To do: Turn all of the material below into a numbered list with one line per item, and leave out any blank lines.

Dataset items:
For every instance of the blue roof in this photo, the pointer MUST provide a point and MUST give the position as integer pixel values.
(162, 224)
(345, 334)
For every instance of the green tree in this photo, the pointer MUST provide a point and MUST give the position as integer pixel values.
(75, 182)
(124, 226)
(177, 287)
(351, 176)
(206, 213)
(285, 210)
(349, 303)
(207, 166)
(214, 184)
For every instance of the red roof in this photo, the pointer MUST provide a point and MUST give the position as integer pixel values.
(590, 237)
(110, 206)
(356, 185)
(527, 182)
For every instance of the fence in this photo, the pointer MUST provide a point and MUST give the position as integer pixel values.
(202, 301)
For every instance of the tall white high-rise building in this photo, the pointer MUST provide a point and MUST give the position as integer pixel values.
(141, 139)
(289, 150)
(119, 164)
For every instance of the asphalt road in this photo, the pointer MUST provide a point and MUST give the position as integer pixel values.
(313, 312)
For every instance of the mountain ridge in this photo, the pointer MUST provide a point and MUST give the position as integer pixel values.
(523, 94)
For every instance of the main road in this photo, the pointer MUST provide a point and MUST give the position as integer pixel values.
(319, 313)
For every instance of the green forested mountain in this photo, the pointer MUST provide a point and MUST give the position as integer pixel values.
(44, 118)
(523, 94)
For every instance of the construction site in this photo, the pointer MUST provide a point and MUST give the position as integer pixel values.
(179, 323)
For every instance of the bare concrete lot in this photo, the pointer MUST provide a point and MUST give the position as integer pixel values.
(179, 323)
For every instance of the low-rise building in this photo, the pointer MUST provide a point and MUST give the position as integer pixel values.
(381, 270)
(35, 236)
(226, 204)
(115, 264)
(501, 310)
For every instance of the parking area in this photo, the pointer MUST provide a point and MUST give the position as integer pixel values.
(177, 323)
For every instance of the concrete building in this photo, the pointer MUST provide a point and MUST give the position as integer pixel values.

Written response:
1. For every instance of the blue roof in this photo, the pointer MUST provide a point and MUST give the position as integer pixel values.
2. (162, 224)
3. (345, 334)
4. For every instance of the green tree in this photo, the pointer MUST provide a point and MUST give the position as integer pixel values.
5. (75, 182)
6. (124, 226)
7. (177, 287)
8. (351, 176)
9. (206, 213)
10. (285, 210)
11. (349, 303)
12. (207, 166)
13. (214, 184)
14. For every instance of the red roof in this photo, the pointer MUST provide a point and MUST give the position as integer pixel values.
15. (590, 237)
16. (110, 206)
17. (356, 185)
18. (527, 182)
19. For every instance of the fence in this photo, the pointer MUST provide a point and MUST give the position as integer pixel values.
20. (202, 301)
21. For every instance of the tall white high-rise building in this photo, the pointer MUST provide a point and MUST give the position as integer pixel values.
22. (141, 139)
23. (289, 150)
24. (119, 164)
25. For every instance of the asphalt road in this photo, the pointer MUST provide a point and MUST give the position as integer pixel values.
26. (313, 312)
27. For every instance of the mountain ridge in this photo, the pointer MUST provide a point and MUST give the position as integer pixel values.
28. (523, 94)
29. For every instance of the main road in this photo, the pointer MUST provide a point and MUST give the position as integer pixel values.
30. (319, 313)
31. For every instance of the green forested mountain in this photo, the pointer MUST provide a point and MUST give the position as integer pixel values.
32. (44, 118)
33. (523, 94)
34. For every instance of the construction site in this photo, the pointer MUST provide a point and MUST give the position as integer pixel values.
35. (179, 323)
36. For every instance of the bare concrete lot in this photo, the pointer MUST provide a point and MUST give the position as integer pixel values.
37. (179, 323)
38. For every instance of the low-rise building in this photo, the pointer MUST provide a point and MUST give the position as integer pixel values.
39. (381, 270)
40. (35, 236)
41. (226, 204)
42. (115, 264)
43. (501, 310)
44. For every instance of the parking area in this photo, the pointer MUST provide a point and MUST give the position as integer pixel values.
45. (177, 323)
46. For every instance of the concrete building in this photo, the pointer MUST provide a point and MUST give the position as integer pixel values.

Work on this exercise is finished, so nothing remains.